> _TEXT EXCERPT_

* Begin *

We have no problems with the delegation’s desire to see the revenue from the diamond sales benefitting restive Zimbabweans.
But we would have wanted The Herald reporter who accompanied the delegation, to also collect the views of the villagers from Chiadzwa.
They surely could have told him that they were still to see any benefits so far.
They could have probably told the Herald the Chinese company granted rights in Chiadzwa is hiring Chinese nationals to do even menial jobs. We would have wanted to hear them speak on what they think about the people who have turned their villages into red-light districts.
Remarks by the delegation’s head on human rights abuses at Chiadzwa were curious.
Nobody told South Africa’s Mineral Resources Minister, Susan Shabangu, that prior to their tour of Chiadzwa, the army had conducted a violent “cleanup” campaign that included raiding busy business centres – rounding up and beating up innocent people who had nothing to do with the activities at the fields.

* End *

(Items from a dataset)
* Begin *

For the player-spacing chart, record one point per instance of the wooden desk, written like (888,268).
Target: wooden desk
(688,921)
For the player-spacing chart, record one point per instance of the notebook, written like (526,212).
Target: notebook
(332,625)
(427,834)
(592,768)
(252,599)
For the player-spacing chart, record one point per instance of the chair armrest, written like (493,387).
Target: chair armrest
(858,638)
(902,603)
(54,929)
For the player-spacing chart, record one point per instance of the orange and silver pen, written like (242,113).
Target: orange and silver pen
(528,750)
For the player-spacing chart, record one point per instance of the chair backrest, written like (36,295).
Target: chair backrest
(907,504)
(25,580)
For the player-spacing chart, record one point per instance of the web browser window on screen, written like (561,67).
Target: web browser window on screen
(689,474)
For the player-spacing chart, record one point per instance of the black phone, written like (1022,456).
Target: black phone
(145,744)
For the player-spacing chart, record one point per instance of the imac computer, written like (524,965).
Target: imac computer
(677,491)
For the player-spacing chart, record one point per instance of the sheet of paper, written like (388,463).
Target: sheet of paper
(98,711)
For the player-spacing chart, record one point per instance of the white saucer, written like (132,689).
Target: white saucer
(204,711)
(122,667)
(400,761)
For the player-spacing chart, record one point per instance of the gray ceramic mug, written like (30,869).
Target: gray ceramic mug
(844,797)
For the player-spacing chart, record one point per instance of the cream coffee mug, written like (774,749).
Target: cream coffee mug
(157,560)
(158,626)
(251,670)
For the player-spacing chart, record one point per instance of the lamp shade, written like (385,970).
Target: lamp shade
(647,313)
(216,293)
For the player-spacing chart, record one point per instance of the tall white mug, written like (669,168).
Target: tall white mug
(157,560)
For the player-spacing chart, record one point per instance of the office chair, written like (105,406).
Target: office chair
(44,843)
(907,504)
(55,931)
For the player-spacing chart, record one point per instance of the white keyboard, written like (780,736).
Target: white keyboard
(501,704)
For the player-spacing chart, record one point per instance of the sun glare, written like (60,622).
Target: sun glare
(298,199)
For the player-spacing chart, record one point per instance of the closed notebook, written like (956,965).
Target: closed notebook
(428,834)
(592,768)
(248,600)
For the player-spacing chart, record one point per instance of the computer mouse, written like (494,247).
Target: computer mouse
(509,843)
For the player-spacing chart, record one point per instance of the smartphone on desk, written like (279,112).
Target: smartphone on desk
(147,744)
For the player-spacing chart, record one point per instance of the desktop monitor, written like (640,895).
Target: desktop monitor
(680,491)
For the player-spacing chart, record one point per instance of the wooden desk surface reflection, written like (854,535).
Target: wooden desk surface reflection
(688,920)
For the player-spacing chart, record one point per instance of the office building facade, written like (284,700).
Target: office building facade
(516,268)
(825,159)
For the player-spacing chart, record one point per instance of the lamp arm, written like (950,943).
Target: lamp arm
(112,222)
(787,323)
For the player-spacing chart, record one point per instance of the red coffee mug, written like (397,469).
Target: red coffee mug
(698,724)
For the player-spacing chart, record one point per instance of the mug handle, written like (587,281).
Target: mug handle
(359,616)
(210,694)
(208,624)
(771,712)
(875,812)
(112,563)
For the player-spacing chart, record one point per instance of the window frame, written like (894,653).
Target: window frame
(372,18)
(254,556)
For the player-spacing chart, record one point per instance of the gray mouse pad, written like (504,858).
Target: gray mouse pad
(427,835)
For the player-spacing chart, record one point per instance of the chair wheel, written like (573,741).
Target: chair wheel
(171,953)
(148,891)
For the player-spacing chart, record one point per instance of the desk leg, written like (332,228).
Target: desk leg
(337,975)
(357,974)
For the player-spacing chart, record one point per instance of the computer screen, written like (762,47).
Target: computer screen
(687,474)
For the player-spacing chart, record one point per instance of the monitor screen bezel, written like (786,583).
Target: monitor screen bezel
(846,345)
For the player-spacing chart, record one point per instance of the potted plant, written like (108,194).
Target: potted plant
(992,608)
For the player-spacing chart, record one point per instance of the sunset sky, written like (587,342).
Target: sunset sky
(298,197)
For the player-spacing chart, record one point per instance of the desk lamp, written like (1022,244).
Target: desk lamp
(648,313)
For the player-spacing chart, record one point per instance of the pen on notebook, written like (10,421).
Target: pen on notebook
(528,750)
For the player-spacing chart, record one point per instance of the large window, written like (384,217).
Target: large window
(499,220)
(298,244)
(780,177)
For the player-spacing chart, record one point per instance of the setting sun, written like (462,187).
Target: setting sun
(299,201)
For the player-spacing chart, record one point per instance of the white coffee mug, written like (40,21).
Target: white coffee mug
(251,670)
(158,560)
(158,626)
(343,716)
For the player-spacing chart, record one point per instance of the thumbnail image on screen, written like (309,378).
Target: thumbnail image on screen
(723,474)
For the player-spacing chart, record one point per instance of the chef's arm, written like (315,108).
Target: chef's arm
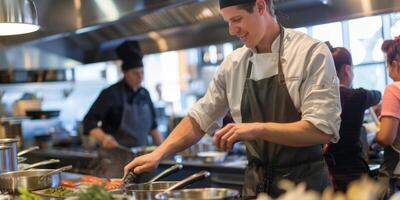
(186,133)
(297,134)
(157,137)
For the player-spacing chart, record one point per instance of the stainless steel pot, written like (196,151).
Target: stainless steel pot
(11,128)
(200,194)
(24,166)
(12,158)
(35,179)
(6,159)
(151,194)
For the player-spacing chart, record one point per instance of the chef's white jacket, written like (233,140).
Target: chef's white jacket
(310,76)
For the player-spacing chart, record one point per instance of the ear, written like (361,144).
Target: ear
(347,69)
(261,6)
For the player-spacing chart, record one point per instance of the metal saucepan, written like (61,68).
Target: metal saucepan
(199,194)
(151,194)
(34,179)
(23,166)
(158,185)
(6,159)
(25,151)
(11,159)
(212,156)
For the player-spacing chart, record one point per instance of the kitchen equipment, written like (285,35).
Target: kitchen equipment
(21,159)
(42,114)
(25,151)
(192,151)
(141,186)
(167,172)
(30,166)
(11,127)
(34,179)
(151,194)
(12,158)
(21,106)
(6,159)
(200,194)
(212,156)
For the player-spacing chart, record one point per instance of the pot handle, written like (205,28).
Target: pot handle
(23,152)
(56,171)
(46,162)
(189,180)
(167,172)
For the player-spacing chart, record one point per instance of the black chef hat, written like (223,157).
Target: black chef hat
(129,52)
(227,3)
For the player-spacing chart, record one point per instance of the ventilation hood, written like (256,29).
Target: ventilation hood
(86,31)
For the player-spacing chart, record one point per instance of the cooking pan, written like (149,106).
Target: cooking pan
(200,194)
(151,194)
(23,166)
(34,179)
(148,185)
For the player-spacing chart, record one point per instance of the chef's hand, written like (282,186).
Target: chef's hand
(109,142)
(145,163)
(226,137)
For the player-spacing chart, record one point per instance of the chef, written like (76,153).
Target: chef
(123,114)
(282,91)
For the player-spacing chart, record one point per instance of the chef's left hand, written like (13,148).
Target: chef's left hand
(232,133)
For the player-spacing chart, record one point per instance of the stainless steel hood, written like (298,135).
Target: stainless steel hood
(87,31)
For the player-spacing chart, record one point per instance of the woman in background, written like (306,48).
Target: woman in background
(388,136)
(344,158)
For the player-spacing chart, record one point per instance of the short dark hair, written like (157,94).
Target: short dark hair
(341,56)
(392,49)
(249,7)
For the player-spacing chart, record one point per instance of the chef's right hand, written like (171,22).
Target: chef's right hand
(109,142)
(145,163)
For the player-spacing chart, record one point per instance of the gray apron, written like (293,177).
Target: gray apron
(268,100)
(135,126)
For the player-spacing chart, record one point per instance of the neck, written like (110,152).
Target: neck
(346,84)
(271,33)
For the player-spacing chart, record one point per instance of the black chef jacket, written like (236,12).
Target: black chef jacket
(108,107)
(354,103)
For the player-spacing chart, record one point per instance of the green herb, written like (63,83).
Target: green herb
(59,192)
(26,195)
(95,192)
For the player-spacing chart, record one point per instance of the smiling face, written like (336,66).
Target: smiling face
(248,27)
(394,70)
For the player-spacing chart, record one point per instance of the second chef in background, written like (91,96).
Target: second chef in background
(123,114)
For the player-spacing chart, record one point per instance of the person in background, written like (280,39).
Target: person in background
(344,159)
(123,114)
(283,93)
(389,133)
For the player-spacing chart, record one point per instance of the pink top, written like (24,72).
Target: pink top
(391,101)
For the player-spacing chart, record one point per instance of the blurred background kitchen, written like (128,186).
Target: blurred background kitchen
(50,78)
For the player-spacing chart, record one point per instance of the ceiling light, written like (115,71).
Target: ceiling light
(17,17)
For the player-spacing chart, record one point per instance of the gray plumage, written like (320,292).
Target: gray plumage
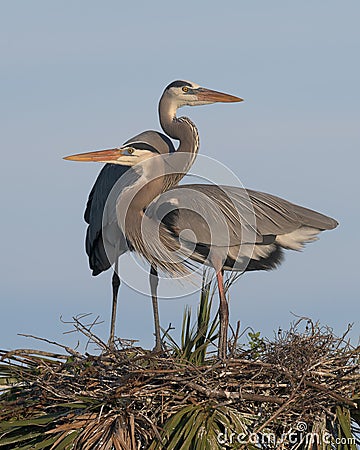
(244,229)
(105,241)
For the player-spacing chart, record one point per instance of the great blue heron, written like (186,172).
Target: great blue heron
(105,242)
(257,226)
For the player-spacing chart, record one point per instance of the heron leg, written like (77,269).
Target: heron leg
(223,316)
(154,282)
(115,290)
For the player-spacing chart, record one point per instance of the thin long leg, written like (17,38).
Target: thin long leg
(223,316)
(154,281)
(115,290)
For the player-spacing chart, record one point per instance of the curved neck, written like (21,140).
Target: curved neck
(183,130)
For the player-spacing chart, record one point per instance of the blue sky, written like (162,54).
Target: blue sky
(83,75)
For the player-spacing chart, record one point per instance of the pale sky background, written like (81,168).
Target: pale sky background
(86,75)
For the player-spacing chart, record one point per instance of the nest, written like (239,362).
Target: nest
(128,398)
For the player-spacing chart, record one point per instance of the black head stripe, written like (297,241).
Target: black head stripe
(178,83)
(142,146)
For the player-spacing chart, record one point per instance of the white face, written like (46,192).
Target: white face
(186,95)
(130,156)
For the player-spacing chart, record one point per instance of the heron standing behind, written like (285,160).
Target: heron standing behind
(105,241)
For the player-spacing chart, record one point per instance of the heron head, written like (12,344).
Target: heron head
(186,93)
(125,155)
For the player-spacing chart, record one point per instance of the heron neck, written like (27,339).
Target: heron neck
(183,130)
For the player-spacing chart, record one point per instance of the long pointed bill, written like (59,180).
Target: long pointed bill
(110,155)
(208,95)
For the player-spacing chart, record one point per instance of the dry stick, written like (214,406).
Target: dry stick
(68,349)
(282,408)
(88,333)
(219,393)
(24,351)
(321,388)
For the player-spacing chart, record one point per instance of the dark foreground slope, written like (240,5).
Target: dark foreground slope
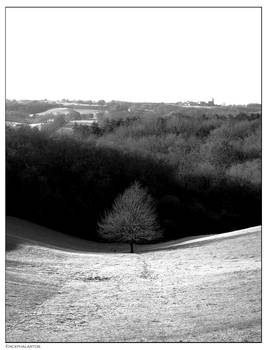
(209,291)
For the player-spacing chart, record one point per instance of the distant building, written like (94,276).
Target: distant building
(211,103)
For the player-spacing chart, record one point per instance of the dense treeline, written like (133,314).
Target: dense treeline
(204,173)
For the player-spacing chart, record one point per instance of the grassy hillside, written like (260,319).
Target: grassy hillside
(75,291)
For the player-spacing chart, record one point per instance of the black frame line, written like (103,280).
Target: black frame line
(148,7)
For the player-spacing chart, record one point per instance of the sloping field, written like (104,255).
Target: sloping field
(59,288)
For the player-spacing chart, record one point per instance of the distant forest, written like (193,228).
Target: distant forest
(201,168)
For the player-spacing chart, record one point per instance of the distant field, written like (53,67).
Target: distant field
(59,288)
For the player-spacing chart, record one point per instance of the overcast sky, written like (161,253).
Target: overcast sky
(158,55)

* End *

> _WHAT YOU NEED TO DO_
**a.** Answer these questions about the text on the Chiadzwa diamond fields:
(i) Which newspaper's reporter accompanied the delegation?
(ii) Whose remarks on human rights abuses at Chiadzwa does the text call curious?
(iii) What did the army raid during its "cleanup" campaign before the tour?
**b.** Write the next part of the text on the Chiadzwa diamond fields, picking up after its final sentence.

> _ANSWERS BY TASK_
**a.**
(i) The Herald
(ii) The delegation's head
(iii) Busy business centres

**b.**
Addressing villagers in Chiadzwa after touring operations by Canadile Miners and Mbada Holdings yesterday, minister Shabangu said companies operating in Marange should be allowed to sell their diamonds.
“We are here to check. If it is not true (that there are human rights abuses) we can support the companies to be allowed to sell their diamonds.
“We are here to assist Zimbabwe to ensure that sanctions placed on diamonds can be removed if those allegations are not true,” minister Shabangu said.
Why did she not ask the villagers she addressed about the human rights situation in Chiadzwa? The answers were right in front of her.
Still on diamonds, thanks to Professor Tony Hawkins of the University of Zimbabwe for reminding our leaders on how the revenue from diamonds sales could assist in developing the country.
“There is no doubt that diamond sales will add value to country’s revenue but this money should not go into the hands of individuals,” Hawkins, a UZ professor of Business Studies (isn’t he the Dean?) was quoted by an online publication.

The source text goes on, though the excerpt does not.